Monday, April 30, 2018

World’s Oldest Spider Dies at Age 43

Are you looking for an occupation with excellent job security? Have you considered the exciting field of spider watching? According to a new report, the world’s oldest spider has died at the age of 43 after being watched by the same arachnologist for its entire life. What are the benefits and is there any overtime?

“The research project was first initiated by Barbara York Main in 1974, who monitored the long-term spider population for over 42 years in the Central Wheatbelt region of Western Australia.”

According to the study about it published in the Pacific Conservation Biology Journal, the late arachnid was a 43-year-old Giaus Villosus trapdoor matriarch with a name unfitting of a world record holder – Number 16. In a statement announcing its demise, study lead author and PhD student Leanda Mason from the School of Molecular and Life Sciences at Curtin University honored both the record-setting trapdoor spider — named for their insidious practice of building burrows with a prey-catching trapdoor made from silk, dirt and plant matter – and the researcher who spent decades watching it swing that door open and closed.

● **Exercise data**:
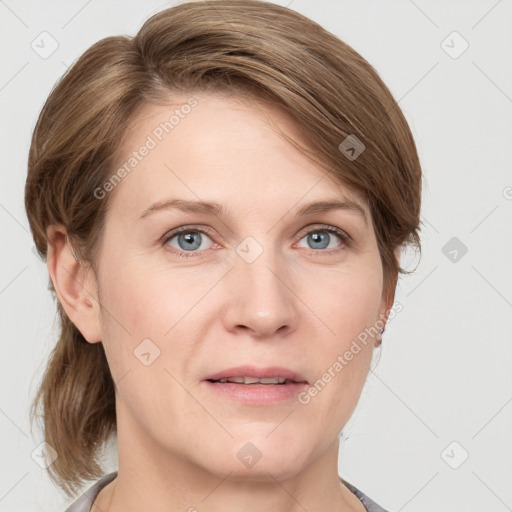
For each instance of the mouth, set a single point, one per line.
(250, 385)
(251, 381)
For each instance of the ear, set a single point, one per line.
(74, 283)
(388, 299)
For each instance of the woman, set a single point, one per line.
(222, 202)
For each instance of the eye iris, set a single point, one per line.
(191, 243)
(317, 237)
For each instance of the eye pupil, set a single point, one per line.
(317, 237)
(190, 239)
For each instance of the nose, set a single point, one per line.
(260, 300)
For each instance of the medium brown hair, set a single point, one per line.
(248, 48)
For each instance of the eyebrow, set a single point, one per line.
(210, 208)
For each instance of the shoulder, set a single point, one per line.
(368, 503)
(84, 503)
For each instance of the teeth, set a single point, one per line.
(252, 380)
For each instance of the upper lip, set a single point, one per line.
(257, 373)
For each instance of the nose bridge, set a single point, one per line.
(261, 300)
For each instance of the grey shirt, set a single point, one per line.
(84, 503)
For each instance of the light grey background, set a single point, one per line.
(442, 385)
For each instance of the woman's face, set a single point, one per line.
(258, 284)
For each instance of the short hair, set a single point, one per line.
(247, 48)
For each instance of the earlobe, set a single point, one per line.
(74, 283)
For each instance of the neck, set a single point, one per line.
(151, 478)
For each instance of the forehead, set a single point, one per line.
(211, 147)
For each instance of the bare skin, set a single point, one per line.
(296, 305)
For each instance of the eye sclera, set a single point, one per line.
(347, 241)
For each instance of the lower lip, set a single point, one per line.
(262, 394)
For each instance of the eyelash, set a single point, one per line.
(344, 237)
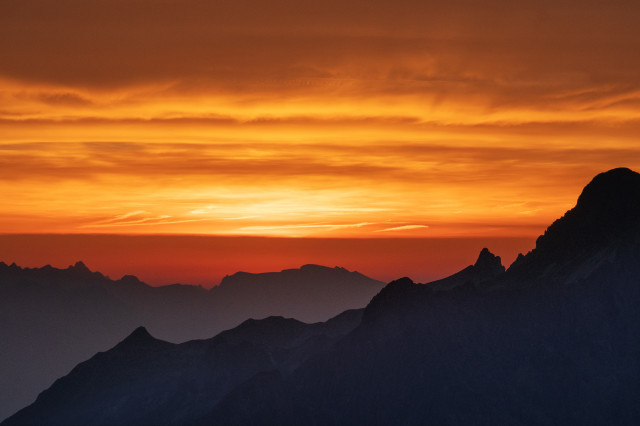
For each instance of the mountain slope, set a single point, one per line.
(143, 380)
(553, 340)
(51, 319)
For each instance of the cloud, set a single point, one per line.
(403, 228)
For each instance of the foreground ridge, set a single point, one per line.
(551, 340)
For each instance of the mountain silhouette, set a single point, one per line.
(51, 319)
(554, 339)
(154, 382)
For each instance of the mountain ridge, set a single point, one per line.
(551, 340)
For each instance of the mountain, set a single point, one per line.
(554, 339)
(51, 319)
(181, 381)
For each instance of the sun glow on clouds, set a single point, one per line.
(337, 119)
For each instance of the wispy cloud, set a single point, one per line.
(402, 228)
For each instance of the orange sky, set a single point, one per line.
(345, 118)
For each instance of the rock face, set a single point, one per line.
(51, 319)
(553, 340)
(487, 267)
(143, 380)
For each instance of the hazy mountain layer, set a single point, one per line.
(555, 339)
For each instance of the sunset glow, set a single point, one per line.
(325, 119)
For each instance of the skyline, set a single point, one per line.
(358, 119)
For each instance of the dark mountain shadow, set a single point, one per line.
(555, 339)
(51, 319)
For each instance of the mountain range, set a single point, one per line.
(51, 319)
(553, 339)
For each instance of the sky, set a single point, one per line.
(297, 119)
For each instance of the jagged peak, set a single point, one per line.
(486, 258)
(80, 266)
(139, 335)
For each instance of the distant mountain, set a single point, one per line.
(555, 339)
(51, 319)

...

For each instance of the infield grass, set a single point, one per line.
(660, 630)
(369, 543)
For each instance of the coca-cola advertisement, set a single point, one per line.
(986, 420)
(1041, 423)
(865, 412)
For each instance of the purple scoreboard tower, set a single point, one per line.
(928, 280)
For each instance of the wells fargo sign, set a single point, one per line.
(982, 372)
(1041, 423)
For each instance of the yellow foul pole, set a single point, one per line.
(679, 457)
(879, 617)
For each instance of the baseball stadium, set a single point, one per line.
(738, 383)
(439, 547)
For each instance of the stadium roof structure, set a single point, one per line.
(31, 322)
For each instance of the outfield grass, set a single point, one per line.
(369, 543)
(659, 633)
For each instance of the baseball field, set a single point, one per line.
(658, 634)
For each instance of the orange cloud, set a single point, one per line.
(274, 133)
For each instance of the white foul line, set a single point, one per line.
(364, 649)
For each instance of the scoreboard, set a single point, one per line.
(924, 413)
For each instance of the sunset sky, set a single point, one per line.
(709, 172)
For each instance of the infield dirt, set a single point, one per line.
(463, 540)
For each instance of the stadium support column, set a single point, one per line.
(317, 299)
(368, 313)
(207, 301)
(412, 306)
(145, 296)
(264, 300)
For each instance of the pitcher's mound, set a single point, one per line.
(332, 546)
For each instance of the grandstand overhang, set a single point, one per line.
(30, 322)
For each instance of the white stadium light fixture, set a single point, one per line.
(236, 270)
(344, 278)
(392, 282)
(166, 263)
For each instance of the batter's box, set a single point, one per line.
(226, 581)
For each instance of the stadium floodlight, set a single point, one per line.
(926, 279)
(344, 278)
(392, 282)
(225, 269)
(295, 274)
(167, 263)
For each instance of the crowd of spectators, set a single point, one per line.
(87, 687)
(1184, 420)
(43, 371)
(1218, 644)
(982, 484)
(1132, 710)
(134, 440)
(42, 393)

--

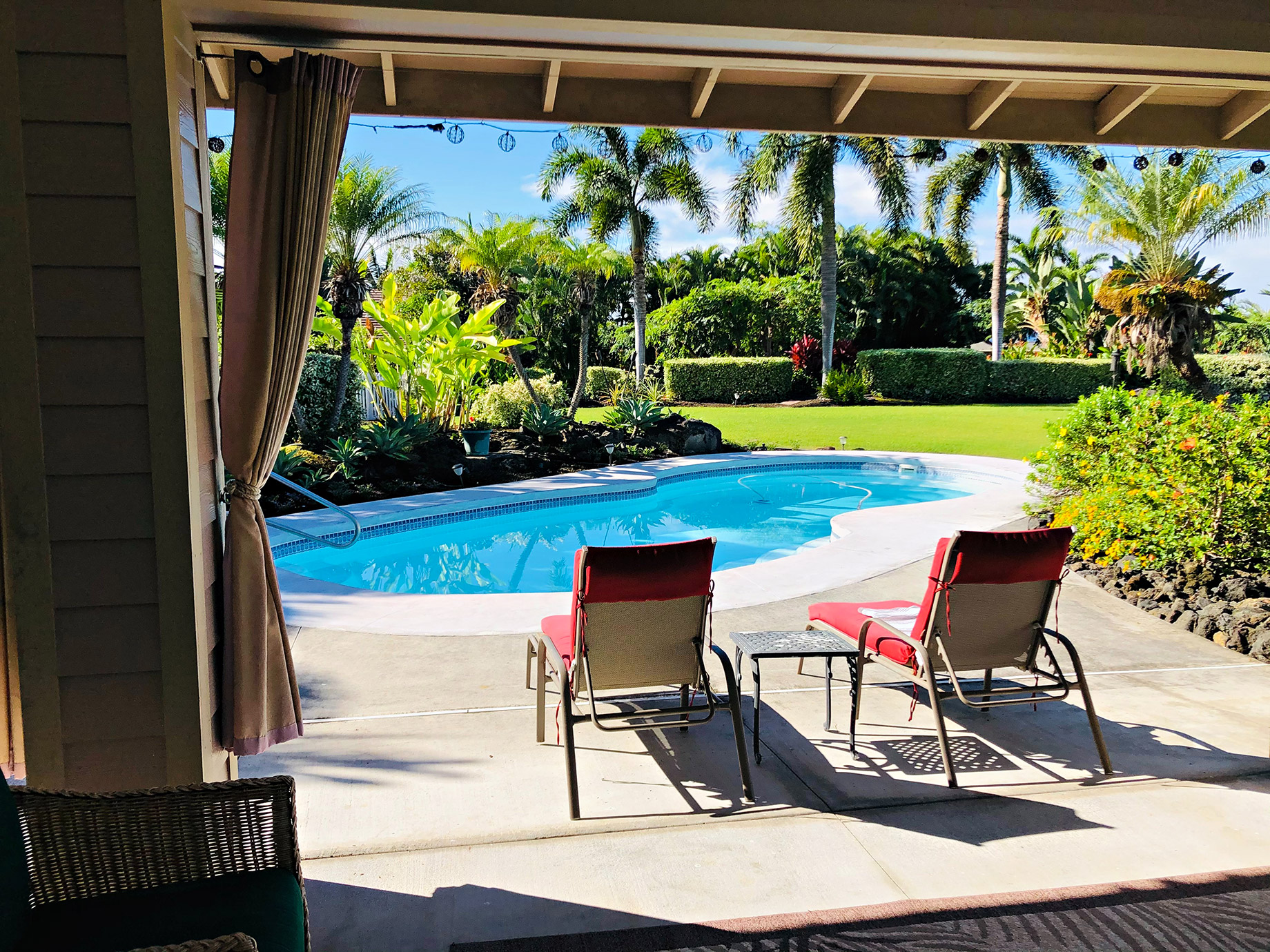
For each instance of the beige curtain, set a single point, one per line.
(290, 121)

● **To do**:
Answer these questions from the spider article:
(a) At what age did the world's oldest spider die?
(b) In which region of Western Australia did Barbara York Main monitor the spider population?
(c) What name did the record-holding spider have?

● **Response**:
(a) 43
(b) The Central Wheatbelt region
(c) Number 16